▶ Your task:
Locate every line in the material below that contains the word "positive" with matching case, and copy each of those lines.

BEGIN Data records

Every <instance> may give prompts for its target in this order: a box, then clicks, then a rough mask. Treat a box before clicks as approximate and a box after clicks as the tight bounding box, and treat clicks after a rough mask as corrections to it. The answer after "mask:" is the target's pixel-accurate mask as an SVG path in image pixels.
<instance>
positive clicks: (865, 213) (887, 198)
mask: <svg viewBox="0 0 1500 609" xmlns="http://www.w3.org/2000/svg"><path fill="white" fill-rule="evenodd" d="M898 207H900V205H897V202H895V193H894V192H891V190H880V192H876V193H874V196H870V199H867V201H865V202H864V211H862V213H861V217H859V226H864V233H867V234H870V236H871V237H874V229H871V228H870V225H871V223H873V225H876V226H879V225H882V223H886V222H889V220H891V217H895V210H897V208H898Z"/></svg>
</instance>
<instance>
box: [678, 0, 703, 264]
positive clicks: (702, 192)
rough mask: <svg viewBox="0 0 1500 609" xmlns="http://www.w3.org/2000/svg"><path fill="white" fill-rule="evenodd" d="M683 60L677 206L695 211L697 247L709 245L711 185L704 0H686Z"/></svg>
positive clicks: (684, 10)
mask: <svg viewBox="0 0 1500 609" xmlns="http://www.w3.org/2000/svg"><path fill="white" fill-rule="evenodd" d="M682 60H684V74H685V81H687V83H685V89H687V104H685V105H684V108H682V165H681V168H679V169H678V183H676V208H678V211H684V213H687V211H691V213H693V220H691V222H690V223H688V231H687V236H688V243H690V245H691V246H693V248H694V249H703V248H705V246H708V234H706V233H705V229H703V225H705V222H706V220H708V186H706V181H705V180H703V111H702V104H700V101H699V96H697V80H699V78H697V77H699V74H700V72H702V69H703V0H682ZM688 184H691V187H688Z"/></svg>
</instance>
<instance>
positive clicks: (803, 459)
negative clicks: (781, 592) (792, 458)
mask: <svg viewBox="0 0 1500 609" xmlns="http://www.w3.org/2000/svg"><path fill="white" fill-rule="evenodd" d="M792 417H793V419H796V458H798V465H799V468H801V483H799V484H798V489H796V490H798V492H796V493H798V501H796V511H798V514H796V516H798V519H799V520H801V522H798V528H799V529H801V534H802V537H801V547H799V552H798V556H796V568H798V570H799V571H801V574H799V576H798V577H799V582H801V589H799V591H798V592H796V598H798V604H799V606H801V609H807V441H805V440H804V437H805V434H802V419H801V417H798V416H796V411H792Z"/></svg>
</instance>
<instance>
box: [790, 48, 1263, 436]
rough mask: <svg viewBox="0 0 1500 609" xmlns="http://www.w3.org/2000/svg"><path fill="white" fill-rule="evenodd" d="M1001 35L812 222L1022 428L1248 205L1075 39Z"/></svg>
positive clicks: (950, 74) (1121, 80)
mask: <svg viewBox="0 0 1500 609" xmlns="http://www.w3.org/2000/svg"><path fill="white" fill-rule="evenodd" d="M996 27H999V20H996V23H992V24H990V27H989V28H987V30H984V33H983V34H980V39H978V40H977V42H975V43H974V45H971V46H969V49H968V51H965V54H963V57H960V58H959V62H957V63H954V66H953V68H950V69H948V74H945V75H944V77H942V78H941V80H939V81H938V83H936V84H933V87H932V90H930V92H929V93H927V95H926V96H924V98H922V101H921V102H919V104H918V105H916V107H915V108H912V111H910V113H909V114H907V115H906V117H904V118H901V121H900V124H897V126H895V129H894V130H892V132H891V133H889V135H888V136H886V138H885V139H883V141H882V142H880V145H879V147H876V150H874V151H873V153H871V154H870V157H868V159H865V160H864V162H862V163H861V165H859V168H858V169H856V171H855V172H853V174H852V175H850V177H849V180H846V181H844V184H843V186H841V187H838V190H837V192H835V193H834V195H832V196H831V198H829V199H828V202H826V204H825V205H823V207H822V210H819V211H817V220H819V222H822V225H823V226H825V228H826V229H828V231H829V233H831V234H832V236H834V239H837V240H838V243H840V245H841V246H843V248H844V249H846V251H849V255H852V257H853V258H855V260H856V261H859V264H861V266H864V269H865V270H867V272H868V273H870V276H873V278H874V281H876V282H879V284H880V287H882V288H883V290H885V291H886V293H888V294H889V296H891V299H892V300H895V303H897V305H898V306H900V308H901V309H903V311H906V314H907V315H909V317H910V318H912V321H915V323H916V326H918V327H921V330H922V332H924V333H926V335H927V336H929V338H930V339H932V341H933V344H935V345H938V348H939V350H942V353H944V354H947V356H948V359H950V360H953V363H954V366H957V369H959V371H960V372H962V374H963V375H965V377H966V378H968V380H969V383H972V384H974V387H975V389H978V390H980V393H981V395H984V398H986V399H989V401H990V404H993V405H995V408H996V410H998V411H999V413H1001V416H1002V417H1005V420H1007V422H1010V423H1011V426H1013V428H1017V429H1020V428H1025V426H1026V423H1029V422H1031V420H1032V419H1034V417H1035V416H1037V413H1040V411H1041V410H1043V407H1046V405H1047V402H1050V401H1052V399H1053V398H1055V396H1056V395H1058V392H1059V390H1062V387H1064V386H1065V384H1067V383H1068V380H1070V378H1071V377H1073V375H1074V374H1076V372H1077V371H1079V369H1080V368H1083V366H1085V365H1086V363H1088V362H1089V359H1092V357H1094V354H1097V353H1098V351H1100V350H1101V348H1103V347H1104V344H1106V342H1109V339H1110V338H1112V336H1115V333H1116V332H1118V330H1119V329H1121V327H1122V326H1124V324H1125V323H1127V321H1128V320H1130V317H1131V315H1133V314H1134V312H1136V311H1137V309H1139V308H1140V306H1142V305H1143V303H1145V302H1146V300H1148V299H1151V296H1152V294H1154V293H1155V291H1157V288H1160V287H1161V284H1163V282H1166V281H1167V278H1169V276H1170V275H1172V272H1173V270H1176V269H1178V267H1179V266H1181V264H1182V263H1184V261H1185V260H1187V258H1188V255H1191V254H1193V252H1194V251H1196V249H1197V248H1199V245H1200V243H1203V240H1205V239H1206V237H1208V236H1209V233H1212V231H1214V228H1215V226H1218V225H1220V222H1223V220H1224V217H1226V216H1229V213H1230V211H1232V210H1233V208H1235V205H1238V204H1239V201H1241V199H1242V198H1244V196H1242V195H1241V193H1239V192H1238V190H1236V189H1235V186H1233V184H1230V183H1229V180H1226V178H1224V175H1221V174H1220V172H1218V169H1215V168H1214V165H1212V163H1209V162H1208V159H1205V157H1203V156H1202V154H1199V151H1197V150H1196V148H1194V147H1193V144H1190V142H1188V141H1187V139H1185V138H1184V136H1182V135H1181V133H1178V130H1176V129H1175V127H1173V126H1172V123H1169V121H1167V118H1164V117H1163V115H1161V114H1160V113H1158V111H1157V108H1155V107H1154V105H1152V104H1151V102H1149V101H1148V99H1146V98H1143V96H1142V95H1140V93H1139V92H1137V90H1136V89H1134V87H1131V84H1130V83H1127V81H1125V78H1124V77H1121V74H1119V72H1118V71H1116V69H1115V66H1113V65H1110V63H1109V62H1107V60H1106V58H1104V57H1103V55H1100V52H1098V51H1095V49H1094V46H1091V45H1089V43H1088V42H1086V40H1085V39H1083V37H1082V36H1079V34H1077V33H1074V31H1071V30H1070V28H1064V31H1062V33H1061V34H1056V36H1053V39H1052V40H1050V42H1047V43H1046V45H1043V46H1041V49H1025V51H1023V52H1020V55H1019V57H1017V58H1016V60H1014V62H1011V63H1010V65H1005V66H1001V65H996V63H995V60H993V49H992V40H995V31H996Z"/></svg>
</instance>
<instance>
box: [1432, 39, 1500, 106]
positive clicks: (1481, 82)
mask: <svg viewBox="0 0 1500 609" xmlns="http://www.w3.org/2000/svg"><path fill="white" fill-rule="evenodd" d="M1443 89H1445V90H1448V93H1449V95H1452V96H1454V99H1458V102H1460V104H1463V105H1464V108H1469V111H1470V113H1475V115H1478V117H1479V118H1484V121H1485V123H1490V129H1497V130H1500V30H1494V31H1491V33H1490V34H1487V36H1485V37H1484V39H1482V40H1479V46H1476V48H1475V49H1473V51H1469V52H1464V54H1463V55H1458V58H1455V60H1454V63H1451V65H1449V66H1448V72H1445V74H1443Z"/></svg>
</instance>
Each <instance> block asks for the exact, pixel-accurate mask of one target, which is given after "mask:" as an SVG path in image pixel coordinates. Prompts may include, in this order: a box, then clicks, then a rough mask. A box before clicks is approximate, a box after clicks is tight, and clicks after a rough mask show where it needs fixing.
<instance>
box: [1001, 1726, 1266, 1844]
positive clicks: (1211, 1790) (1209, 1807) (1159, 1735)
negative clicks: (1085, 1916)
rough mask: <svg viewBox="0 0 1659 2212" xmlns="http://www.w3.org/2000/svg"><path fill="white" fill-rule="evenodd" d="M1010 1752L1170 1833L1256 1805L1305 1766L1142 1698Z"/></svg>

END Data records

▶ Written answer:
positive clicks: (865, 213) (887, 198)
positive clicks: (702, 192)
positive clicks: (684, 10)
positive clicks: (803, 459)
positive clicks: (950, 74) (1121, 80)
positive clicks: (1481, 82)
positive clicks: (1211, 1790) (1209, 1807) (1159, 1735)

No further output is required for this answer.